* Records supplied:

· · · ·

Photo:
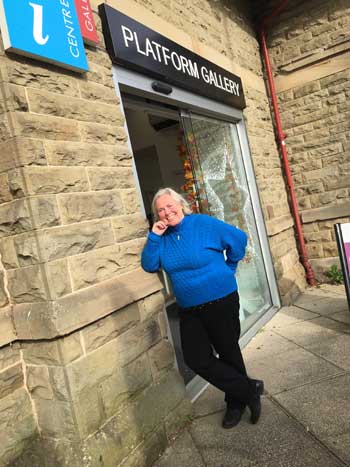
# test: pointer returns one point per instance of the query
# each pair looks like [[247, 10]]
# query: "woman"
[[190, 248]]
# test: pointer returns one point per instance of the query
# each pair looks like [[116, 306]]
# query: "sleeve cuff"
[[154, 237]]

· · · ·

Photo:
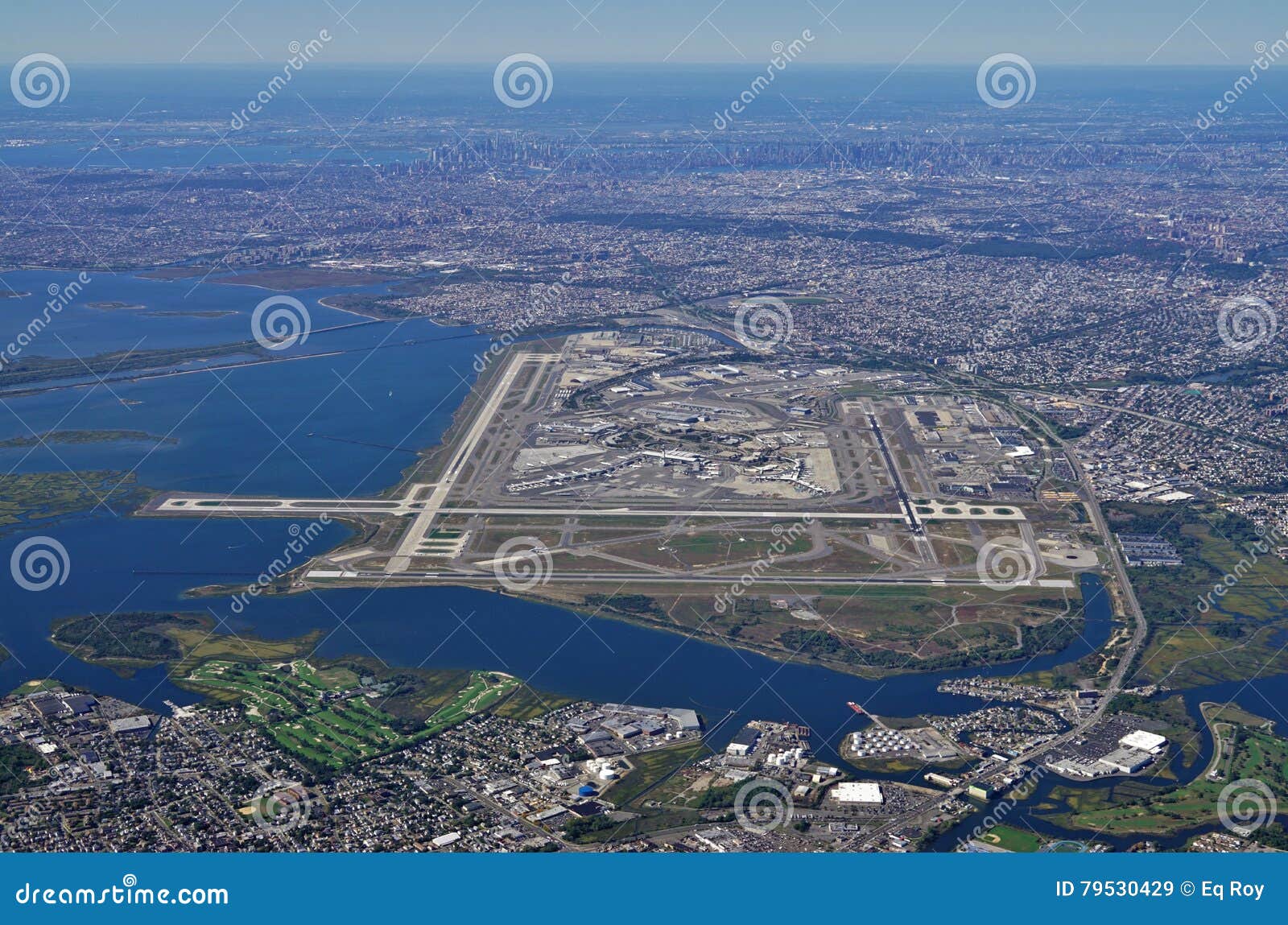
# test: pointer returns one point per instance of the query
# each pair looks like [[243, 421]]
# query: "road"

· · · ·

* What this task involves: Write out every line of the entries that holds the word "pair".

* Solution:
# each pair looks like [[247, 10]]
# each pair looks like [[116, 306]]
# each pair looks like [[243, 421]]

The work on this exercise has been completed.